(WORK TO DO):
Could you copy the listing verbatim from its first line through the line containing "point(580, 280)", leaving the pictures out of your answer?

##### MATERIAL FOR THIS EXERCISE

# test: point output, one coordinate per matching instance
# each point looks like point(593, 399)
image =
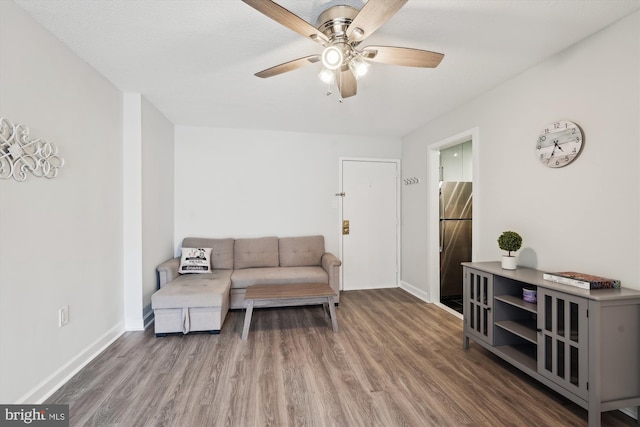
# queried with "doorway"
point(456, 219)
point(370, 235)
point(434, 177)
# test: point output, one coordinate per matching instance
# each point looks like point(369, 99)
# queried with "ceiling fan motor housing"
point(333, 23)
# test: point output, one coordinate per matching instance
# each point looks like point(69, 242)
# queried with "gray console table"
point(583, 344)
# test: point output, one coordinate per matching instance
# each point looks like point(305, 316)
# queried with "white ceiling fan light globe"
point(327, 75)
point(332, 57)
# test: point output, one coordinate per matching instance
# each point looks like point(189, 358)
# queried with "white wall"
point(582, 217)
point(242, 183)
point(60, 239)
point(157, 196)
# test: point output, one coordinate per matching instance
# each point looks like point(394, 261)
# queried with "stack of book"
point(580, 280)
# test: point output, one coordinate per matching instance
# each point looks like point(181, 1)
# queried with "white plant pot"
point(509, 262)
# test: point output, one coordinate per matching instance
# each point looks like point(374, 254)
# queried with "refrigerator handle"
point(441, 221)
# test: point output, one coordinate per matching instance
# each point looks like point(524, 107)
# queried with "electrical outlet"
point(63, 316)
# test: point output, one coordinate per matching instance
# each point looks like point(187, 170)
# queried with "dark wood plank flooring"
point(396, 361)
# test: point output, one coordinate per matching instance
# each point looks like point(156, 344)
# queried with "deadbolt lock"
point(345, 226)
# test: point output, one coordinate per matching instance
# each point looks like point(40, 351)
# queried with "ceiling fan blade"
point(288, 19)
point(403, 56)
point(347, 82)
point(372, 15)
point(288, 66)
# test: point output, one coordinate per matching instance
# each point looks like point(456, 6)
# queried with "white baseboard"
point(56, 380)
point(632, 412)
point(419, 293)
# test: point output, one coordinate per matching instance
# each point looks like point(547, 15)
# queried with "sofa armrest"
point(167, 271)
point(331, 264)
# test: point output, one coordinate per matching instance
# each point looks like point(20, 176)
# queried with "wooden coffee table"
point(289, 295)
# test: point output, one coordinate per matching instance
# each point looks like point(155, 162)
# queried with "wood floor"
point(396, 361)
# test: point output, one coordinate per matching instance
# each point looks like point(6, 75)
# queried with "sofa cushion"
point(195, 260)
point(240, 279)
point(206, 290)
point(221, 250)
point(301, 251)
point(256, 252)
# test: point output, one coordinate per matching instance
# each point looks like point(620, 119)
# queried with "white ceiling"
point(195, 59)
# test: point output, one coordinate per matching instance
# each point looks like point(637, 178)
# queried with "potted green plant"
point(509, 241)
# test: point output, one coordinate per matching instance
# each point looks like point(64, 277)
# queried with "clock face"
point(559, 144)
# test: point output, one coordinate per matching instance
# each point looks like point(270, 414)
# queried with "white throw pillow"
point(195, 260)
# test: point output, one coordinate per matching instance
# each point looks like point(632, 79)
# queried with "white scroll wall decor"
point(20, 155)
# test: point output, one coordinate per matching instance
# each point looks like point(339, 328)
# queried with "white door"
point(370, 204)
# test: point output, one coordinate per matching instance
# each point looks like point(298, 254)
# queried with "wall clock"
point(559, 144)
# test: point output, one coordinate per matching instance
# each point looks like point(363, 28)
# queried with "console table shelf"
point(583, 344)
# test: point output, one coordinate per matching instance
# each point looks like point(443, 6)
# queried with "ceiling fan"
point(341, 29)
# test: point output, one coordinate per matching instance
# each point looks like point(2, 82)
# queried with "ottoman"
point(193, 302)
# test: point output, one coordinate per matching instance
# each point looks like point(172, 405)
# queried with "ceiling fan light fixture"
point(327, 75)
point(359, 67)
point(332, 57)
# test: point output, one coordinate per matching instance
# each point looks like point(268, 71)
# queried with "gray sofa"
point(200, 301)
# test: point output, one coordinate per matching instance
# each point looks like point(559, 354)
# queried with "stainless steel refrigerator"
point(455, 236)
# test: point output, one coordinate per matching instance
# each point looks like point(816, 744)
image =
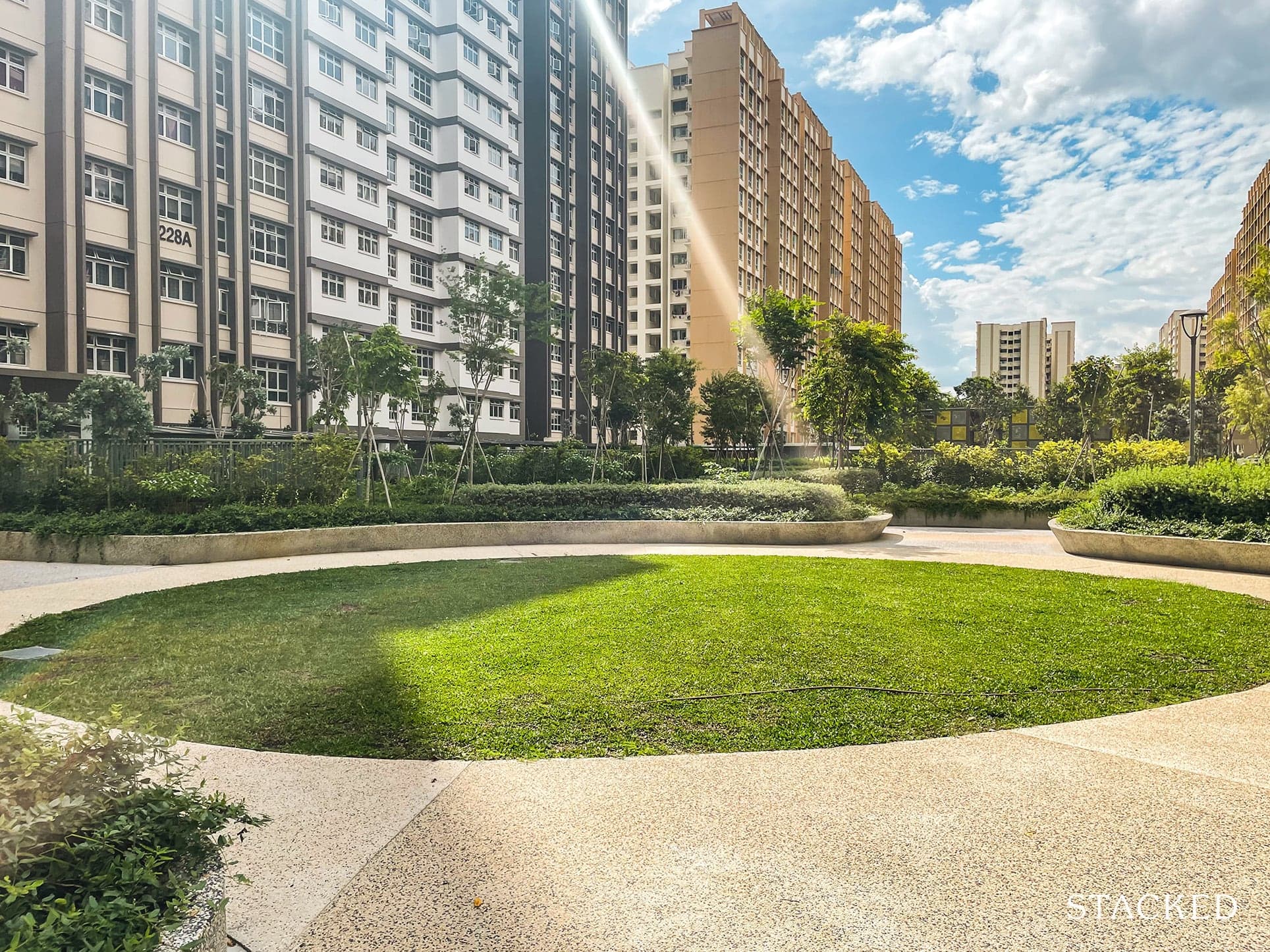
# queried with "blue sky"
point(1074, 159)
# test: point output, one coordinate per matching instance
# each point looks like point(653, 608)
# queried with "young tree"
point(734, 406)
point(856, 383)
point(780, 331)
point(491, 309)
point(667, 408)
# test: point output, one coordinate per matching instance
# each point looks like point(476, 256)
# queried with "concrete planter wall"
point(1165, 550)
point(989, 519)
point(234, 546)
point(204, 931)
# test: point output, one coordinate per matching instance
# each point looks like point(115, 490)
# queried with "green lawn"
point(574, 656)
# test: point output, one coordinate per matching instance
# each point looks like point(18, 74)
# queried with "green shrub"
point(105, 835)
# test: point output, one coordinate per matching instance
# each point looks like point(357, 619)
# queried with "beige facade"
point(771, 203)
point(1029, 356)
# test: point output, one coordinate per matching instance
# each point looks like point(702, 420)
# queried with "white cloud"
point(927, 188)
point(1126, 136)
point(643, 14)
point(903, 12)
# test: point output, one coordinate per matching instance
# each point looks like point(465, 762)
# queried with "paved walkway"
point(956, 843)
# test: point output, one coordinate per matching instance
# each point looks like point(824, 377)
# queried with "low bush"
point(105, 835)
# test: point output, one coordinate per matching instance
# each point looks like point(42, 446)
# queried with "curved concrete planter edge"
point(1165, 550)
point(234, 546)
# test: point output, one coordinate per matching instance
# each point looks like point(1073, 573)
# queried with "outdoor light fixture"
point(1192, 324)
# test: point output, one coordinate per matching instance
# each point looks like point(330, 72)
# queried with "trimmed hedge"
point(698, 502)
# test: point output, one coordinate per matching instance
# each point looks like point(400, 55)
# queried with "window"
point(102, 95)
point(422, 317)
point(176, 203)
point(105, 269)
point(277, 379)
point(331, 121)
point(105, 14)
point(331, 65)
point(271, 311)
point(331, 176)
point(13, 253)
point(332, 12)
point(333, 284)
point(332, 230)
point(177, 283)
point(268, 174)
point(173, 43)
point(107, 353)
point(265, 35)
point(175, 123)
point(14, 342)
point(267, 105)
point(269, 243)
point(105, 182)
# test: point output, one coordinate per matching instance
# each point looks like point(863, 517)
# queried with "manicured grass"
point(572, 656)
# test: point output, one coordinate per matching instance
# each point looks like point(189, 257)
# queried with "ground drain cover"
point(30, 654)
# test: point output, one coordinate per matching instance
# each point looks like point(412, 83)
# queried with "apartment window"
point(331, 121)
point(102, 95)
point(105, 182)
point(421, 134)
point(331, 65)
point(176, 283)
point(268, 174)
point(368, 138)
point(269, 243)
point(267, 105)
point(105, 268)
point(277, 379)
point(265, 35)
point(173, 43)
point(422, 317)
point(421, 225)
point(332, 12)
point(332, 230)
point(107, 353)
point(331, 176)
point(14, 342)
point(333, 284)
point(176, 203)
point(105, 14)
point(271, 311)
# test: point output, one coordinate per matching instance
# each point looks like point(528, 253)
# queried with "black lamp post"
point(1192, 324)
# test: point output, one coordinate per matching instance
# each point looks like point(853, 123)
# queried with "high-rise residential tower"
point(574, 146)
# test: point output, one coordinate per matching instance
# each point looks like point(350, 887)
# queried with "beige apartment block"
point(1030, 356)
point(769, 202)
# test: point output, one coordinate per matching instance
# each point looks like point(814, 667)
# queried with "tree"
point(783, 331)
point(667, 409)
point(736, 406)
point(1145, 383)
point(858, 381)
point(116, 405)
point(491, 309)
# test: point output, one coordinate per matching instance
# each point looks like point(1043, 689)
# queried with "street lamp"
point(1193, 323)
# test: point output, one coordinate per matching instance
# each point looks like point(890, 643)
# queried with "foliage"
point(736, 406)
point(117, 406)
point(105, 835)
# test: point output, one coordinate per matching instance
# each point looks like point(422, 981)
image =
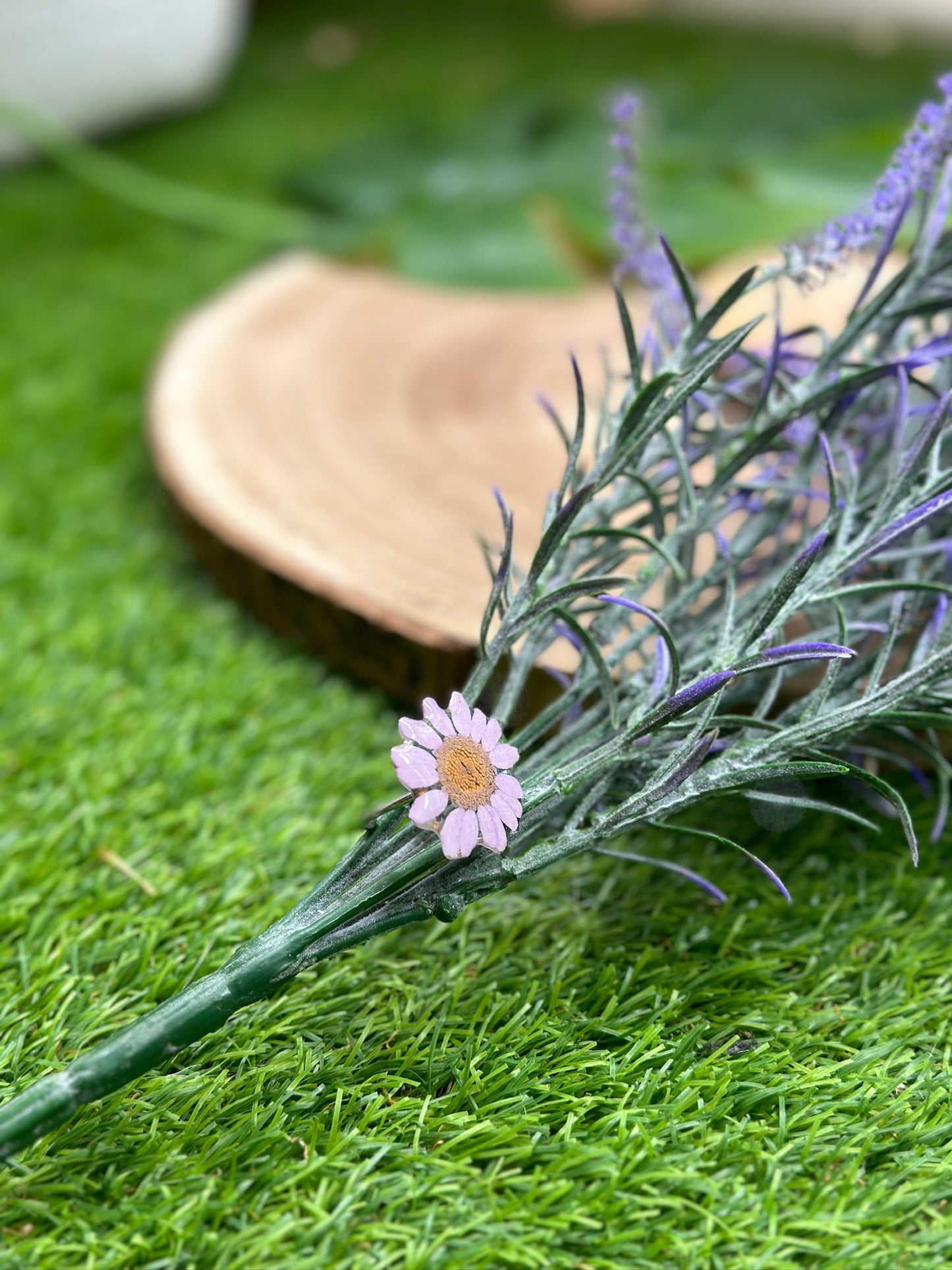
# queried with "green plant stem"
point(253, 972)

##########

(EXERCISE OUTPUT):
# test: point output, one coordinate per matching instance
# each point looks like point(593, 399)
image =
# queried with "doorway"
point(456, 219)
point(370, 235)
point(434, 177)
# test: point output, one coordinate per matching instance
# each point looks like point(369, 99)
# queried with "ceiling fan motor housing"
point(333, 23)
# test: point output, one coordinate per matching instance
# each point looks like point(69, 242)
# queried with "gray console table"
point(583, 344)
# test: point output, one coordinate per matching instance
# each point looks like point(305, 316)
# queried with "white ceiling fan light globe"
point(327, 75)
point(332, 57)
# test: point output, one coordinate per matching instance
# each point looks like point(189, 358)
# queried with "white wall"
point(582, 217)
point(242, 183)
point(60, 239)
point(157, 196)
# test: point output, one coordinate per matching instance
# each point looks like point(394, 261)
# queried with "stack of book"
point(580, 280)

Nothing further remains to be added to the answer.